By this time — what is this? Episode #2,382? — I’ve enjoyed quite a few of JP Sears’s videos. Thank you, JP Sears, if you ever stumble upon this post, for many laughs. But now, let me say to JP: you’re getting a bit like an annoying party guest that I wish would just go talk to somebody else. You’re basically a comedian who’s still using the same old routine long after its novelty wore off, and let me tell you, Mr. New Age Stephen Colbert, you’d do all your fans a major service if you shook up your spiritual teachings with a fresh approach.
JP Sears apparently thinks he’s VERY FUNNY, and a ton of people agree. His videos on YouTube have scored “well over 100 million views, and his following is both massive and faithful” … but I suspect that some of the fans may be moving on. Perhaps people have started to catch on to the fact that he’s feeding them a diet virtually 100% in sarcasm, satire, and parody. But that’s a starvation diet for the spirit.
Trust isn’t built on endless, repetitive, unremitting sarcasm. For one thing, it’s untruth after untruth after untruth designed to make you feel very intelligent for being “in on the joke” and “reading between the lines”. But after a while, there’s a bitter aftertaste. Not to mention the fact that JP now seems to have started to do spiritual teaching of a more conventional variety, and it remains to be seen whether “don’t take yourself too seriously” is a great brand for embracing the fullness of life as opposed to escaping from it or bypassing darkness into superficial lightness.
For another thing, sarcasm and parody have a short shelf-life. They’re disposable tweaks best when used sparingly by the powerless against the powerful as a way of achieving a measurable outcome. They’ve been used in the past brilliantly by social critics from Mark Twain to Oscar Wilde.
But JP Sears’s videos routinely get tens of millions of viewers. Some of his videos get half a billion hits and counting. By now, JP Sears is (by all appearances) another successful, famous, rich, white guy using a vast social media empire and legions of adoring fans to put down (other) people who are genuinely trying to turn their lives around and embrace anti-materialistic, spiritual truths. It doesn’t quite ring authentically prophetic in the way he hopes it would.

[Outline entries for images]
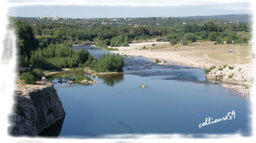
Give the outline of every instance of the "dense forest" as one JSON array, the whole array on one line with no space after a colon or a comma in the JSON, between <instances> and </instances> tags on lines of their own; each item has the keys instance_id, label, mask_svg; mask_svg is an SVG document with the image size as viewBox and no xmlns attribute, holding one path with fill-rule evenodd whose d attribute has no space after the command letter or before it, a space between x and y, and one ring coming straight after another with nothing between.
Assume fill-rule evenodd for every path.
<instances>
[{"instance_id":1,"label":"dense forest","mask_svg":"<svg viewBox=\"0 0 256 143\"><path fill-rule=\"evenodd\" d=\"M177 17L151 17L142 18L60 18L56 20L55 18L42 17L38 20L36 17L15 17L18 19L23 20L26 23L29 24L31 25L40 24L49 24L54 23L61 23L67 24L73 24L79 29L89 28L91 27L97 28L102 25L106 25L109 27L134 27L135 25L140 26L153 26L159 27L170 27L174 25L181 26L183 23L192 25L195 24L202 25L206 21L214 19L217 22L225 25L230 25L233 23L245 23L247 21L244 20L240 21L241 17L237 17L238 16L228 16L230 15L223 16L214 16L184 17L178 18ZM199 16L198 17L198 16ZM214 18L215 16L217 16ZM219 17L220 17L220 18ZM208 18L209 17L209 18ZM234 21L229 19L233 17ZM39 18L39 17L38 17ZM247 17L243 17L247 19ZM250 22L247 22L250 23Z\"/></svg>"},{"instance_id":2,"label":"dense forest","mask_svg":"<svg viewBox=\"0 0 256 143\"><path fill-rule=\"evenodd\" d=\"M149 18L144 18L144 22L147 22ZM143 19L141 20L142 22ZM172 45L205 40L215 41L215 44L221 44L225 40L228 43L236 44L248 43L252 31L250 24L219 23L213 20L204 20L201 24L188 23L171 26L114 27L101 24L98 27L89 28L60 22L31 25L12 17L9 21L8 28L16 29L19 37L21 66L31 65L32 68L42 69L86 66L98 71L121 71L122 56L107 54L97 59L88 51L82 50L75 51L69 48L74 44L94 42L97 46L108 48L109 51L115 49L108 47L108 46L129 46L132 42L152 39L170 42ZM110 62L112 60L114 62ZM112 65L114 66L104 66Z\"/></svg>"},{"instance_id":3,"label":"dense forest","mask_svg":"<svg viewBox=\"0 0 256 143\"><path fill-rule=\"evenodd\" d=\"M228 14L223 15L210 15L206 16L192 16L188 17L173 17L182 19L193 19L194 20L222 20L237 22L252 23L253 15L246 14Z\"/></svg>"}]
</instances>

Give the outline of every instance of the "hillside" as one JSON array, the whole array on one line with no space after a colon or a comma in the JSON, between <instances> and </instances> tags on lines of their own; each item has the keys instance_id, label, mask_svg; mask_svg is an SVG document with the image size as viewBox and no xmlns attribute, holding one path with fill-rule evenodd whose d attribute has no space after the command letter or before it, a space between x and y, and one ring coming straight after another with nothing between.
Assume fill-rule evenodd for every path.
<instances>
[{"instance_id":1,"label":"hillside","mask_svg":"<svg viewBox=\"0 0 256 143\"><path fill-rule=\"evenodd\" d=\"M209 15L206 16L192 16L188 17L172 17L183 19L214 19L228 20L237 22L252 23L253 15L250 14L229 14L226 15Z\"/></svg>"}]
</instances>

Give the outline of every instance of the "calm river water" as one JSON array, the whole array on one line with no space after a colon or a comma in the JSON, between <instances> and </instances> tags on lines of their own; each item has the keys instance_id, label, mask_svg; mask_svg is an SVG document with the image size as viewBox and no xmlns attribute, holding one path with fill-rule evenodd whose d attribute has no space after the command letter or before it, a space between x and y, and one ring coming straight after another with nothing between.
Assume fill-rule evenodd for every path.
<instances>
[{"instance_id":1,"label":"calm river water","mask_svg":"<svg viewBox=\"0 0 256 143\"><path fill-rule=\"evenodd\" d=\"M97 58L107 52L89 45L72 47L81 48ZM143 57L132 57L134 59L125 58L123 73L110 77L90 76L102 84L54 85L66 113L59 136L237 131L251 135L247 108L250 100L247 93L240 96L221 86L223 83L207 80L203 69L160 65ZM57 82L85 74L62 73L47 77ZM143 83L144 88L139 86ZM199 127L206 118L214 121L233 111L235 116L230 113L230 120Z\"/></svg>"}]
</instances>

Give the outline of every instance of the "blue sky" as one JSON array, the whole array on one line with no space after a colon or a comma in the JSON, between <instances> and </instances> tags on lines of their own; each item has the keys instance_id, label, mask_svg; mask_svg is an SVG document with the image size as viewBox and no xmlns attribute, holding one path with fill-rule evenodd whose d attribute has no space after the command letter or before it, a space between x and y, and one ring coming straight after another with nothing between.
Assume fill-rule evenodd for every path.
<instances>
[{"instance_id":1,"label":"blue sky","mask_svg":"<svg viewBox=\"0 0 256 143\"><path fill-rule=\"evenodd\" d=\"M7 14L26 17L46 17L48 14L50 17L88 18L189 16L253 12L248 1L214 1L73 0L70 2L67 0L10 0L12 5Z\"/></svg>"}]
</instances>

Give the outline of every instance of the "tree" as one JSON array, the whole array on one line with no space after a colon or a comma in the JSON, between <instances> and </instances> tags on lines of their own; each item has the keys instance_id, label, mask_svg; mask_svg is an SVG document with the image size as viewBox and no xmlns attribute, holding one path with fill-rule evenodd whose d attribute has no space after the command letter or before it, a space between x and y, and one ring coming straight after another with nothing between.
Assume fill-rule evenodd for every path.
<instances>
[{"instance_id":1,"label":"tree","mask_svg":"<svg viewBox=\"0 0 256 143\"><path fill-rule=\"evenodd\" d=\"M199 25L195 24L193 24L191 26L191 32L195 33L200 31L201 28Z\"/></svg>"},{"instance_id":2,"label":"tree","mask_svg":"<svg viewBox=\"0 0 256 143\"><path fill-rule=\"evenodd\" d=\"M21 55L25 57L26 54L29 59L30 51L35 50L39 45L39 42L35 39L32 28L29 24L25 24L22 20L13 17L9 17L9 21L10 24L7 28L15 31L18 37L17 42Z\"/></svg>"},{"instance_id":3,"label":"tree","mask_svg":"<svg viewBox=\"0 0 256 143\"><path fill-rule=\"evenodd\" d=\"M181 42L181 44L183 45L186 45L188 44L188 42L186 41L184 41Z\"/></svg>"},{"instance_id":4,"label":"tree","mask_svg":"<svg viewBox=\"0 0 256 143\"><path fill-rule=\"evenodd\" d=\"M243 43L243 44L246 43L246 45L247 45L247 44L249 43L249 42L248 42L248 40L247 40L247 38L244 38L242 40L242 42Z\"/></svg>"},{"instance_id":5,"label":"tree","mask_svg":"<svg viewBox=\"0 0 256 143\"><path fill-rule=\"evenodd\" d=\"M228 38L228 39L226 41L226 44L232 44L232 40L231 39L231 38Z\"/></svg>"},{"instance_id":6,"label":"tree","mask_svg":"<svg viewBox=\"0 0 256 143\"><path fill-rule=\"evenodd\" d=\"M196 42L197 38L197 36L194 33L188 33L184 35L184 40L187 42L188 41L192 41L193 42Z\"/></svg>"},{"instance_id":7,"label":"tree","mask_svg":"<svg viewBox=\"0 0 256 143\"><path fill-rule=\"evenodd\" d=\"M224 43L224 42L221 40L221 38L216 38L215 41L216 41L217 43L218 44L223 44Z\"/></svg>"},{"instance_id":8,"label":"tree","mask_svg":"<svg viewBox=\"0 0 256 143\"><path fill-rule=\"evenodd\" d=\"M208 20L203 24L203 29L208 33L211 31L217 31L217 22L213 20Z\"/></svg>"},{"instance_id":9,"label":"tree","mask_svg":"<svg viewBox=\"0 0 256 143\"><path fill-rule=\"evenodd\" d=\"M208 39L211 41L215 41L217 37L217 32L214 31L210 32L208 35Z\"/></svg>"}]
</instances>

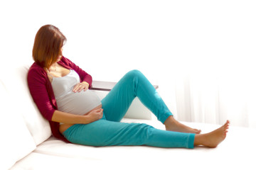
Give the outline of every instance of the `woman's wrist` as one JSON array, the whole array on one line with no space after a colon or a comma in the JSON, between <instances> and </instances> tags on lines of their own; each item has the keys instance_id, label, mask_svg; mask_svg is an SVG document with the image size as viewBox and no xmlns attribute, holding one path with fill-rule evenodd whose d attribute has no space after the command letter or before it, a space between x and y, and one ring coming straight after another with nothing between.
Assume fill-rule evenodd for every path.
<instances>
[{"instance_id":1,"label":"woman's wrist","mask_svg":"<svg viewBox=\"0 0 256 170\"><path fill-rule=\"evenodd\" d=\"M90 86L90 84L86 81L82 81L82 83L88 85L88 86Z\"/></svg>"}]
</instances>

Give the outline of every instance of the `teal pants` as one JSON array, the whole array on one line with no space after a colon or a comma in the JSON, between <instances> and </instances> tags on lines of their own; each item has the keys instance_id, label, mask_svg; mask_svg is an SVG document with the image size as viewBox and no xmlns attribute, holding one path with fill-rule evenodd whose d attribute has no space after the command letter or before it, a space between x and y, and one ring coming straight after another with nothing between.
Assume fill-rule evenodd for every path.
<instances>
[{"instance_id":1,"label":"teal pants","mask_svg":"<svg viewBox=\"0 0 256 170\"><path fill-rule=\"evenodd\" d=\"M136 96L162 123L172 115L148 79L139 71L133 70L126 74L102 99L102 119L90 124L74 125L63 135L73 143L95 147L148 145L193 148L195 134L161 130L144 123L120 123Z\"/></svg>"}]
</instances>

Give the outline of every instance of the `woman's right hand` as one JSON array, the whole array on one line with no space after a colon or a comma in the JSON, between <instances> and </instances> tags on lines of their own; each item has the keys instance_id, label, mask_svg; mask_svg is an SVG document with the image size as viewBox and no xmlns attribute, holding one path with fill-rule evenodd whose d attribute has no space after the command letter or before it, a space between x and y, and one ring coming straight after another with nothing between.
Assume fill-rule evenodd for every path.
<instances>
[{"instance_id":1,"label":"woman's right hand","mask_svg":"<svg viewBox=\"0 0 256 170\"><path fill-rule=\"evenodd\" d=\"M89 112L89 113L86 114L85 116L87 117L87 118L90 120L90 123L95 122L102 118L103 109L98 108L98 109L93 110Z\"/></svg>"}]
</instances>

▶ _Tasks to carry out_:
**1)** Pick out every line of the records that contains the string "wrist", and copy each one. Case counts.
**2)** Go on writing the critique of JP Sears's videos, starting after its final sentence.

▶ _Results in order_:
**1)**
Give the outline of every instance of the `woman's wrist` as one JSON array, the whole array on one line with no space after a colon or a comma in the JSON, between <instances> and </instances> tags on lines of their own; each item has the keys instance_id, label, mask_svg; mask_svg is an SVG document with the image size as viewBox and no xmlns attribute, holding one path with fill-rule evenodd whose d attribute has no space after the command letter or before it, a space between x and y, and one ring coming straight after another with nothing between.
[{"instance_id":1,"label":"woman's wrist","mask_svg":"<svg viewBox=\"0 0 256 170\"><path fill-rule=\"evenodd\" d=\"M90 86L90 84L86 81L82 81L82 83L88 85L88 86Z\"/></svg>"}]

**2)**
For another thing, parody functions through a subtle cruelty. It may distort people’s actual beliefs with exaggeration in order to attack them. Because it is delivered through the persona or false self rather than authentic self, it deprives the audience of a depth of feeling and connection and love that are necessary for healing the pain generated through the parody.
TV parodies like “Saturday Night Live” and “The Daily Show” are frequently funny — especially if you already agree with their political agenda — but they are vehicles for exacerbating polarization, defensiveness, self-righteousness, and cynicism. It would be a very strange thing to say about SNL’s “Weekend Update” that it feeds both our better angels and coarser angels equally or that it’s spiritually enlightening. We tend to set our standards pretty darn low for anything on a TV comedy show. But a spiritualized version of “Weekend Update” becomes susceptible to this sort of criticism. We ought to ask: how long can this purportedly spiritually enriching show go on?
What I see also is a talented and smart comic artist whose work has started to grow stagnant. His criticisms, once poignant and novel, seem a bit shallow and banal these days (as in the flat, unfunny parts of the Higher Education video). So here are five constructive suggestions for JP Sears to revitalize his shtick.
Start challenging your audience with more actual ideas, not just parody. My favorite living philosopher, Ken Wilber, is also known as a fierce critic of the New Age movement. But consider their differences. One big difference between Sears and Wilber is that after slamming the intellectual paucity of New Age dogma the latter will give you the intellectual tools for replacing your fallacies with philosophy and your “cheesy junk food” worldview with something nourishing and One Tasty. JP Sears doesn’t really go there, but he’s got amazing hair. Wilber can’t compete there one bit.
Speak more from a standpoint of sincerity rather than merely mockery of others. Take a cue from the journey of Stephen Colbert who gave up his invented persona in favor of showing up in the world without the fake facade. Not only would you doubtlessly reveal to us your serious side and passions — as you do on some of the videos on your Awaken With JP site — you would probably find a funny side as well that uses humor more subtly rather than always going “low” with mockery and parody.
Own your inner critic. As your video on critics makes clear, you don’t like critics. You think they’re hiding out from life by staying safely in the bleachers. But not all critics are like your YouTube viewer who just types, “Your a jerk”. Good criticism is nothing to be afraid of. Good critics help us to get real; they help us to own shadow; they help us to … wait, I’m lecturing a master critic. You do criticism better than 99% of the New Age spiritual figures out there … so stop self-loathing and give yourself some credit for it.
Try honoring the truth and partial values of the beliefs you are making fun of. I know this is a difficult piece of advice considering that you’ve chosen parody as your favorite vehicle for delivering a message (see points 1 and 2, above). But maybe you can find a way that gives a more balanced and nuanced point of view alongside your own. Rather than spell this out, I’ll just let you think about it. It can be done and possibly even without losing your brand as a humorist.
Make fun of Ken Wilber and Evolutionary / Integral Spirituality. There’s a lot to work with there, so go for it. We are the elite of the spiritual elite. We had a whole great big Theory of Everything while you were still reading The Aquarian Conspiracy. We need Meta-Ultra Spiritual, the more evolved, integrated, and AQALly-informed version of Ultra Spiritual.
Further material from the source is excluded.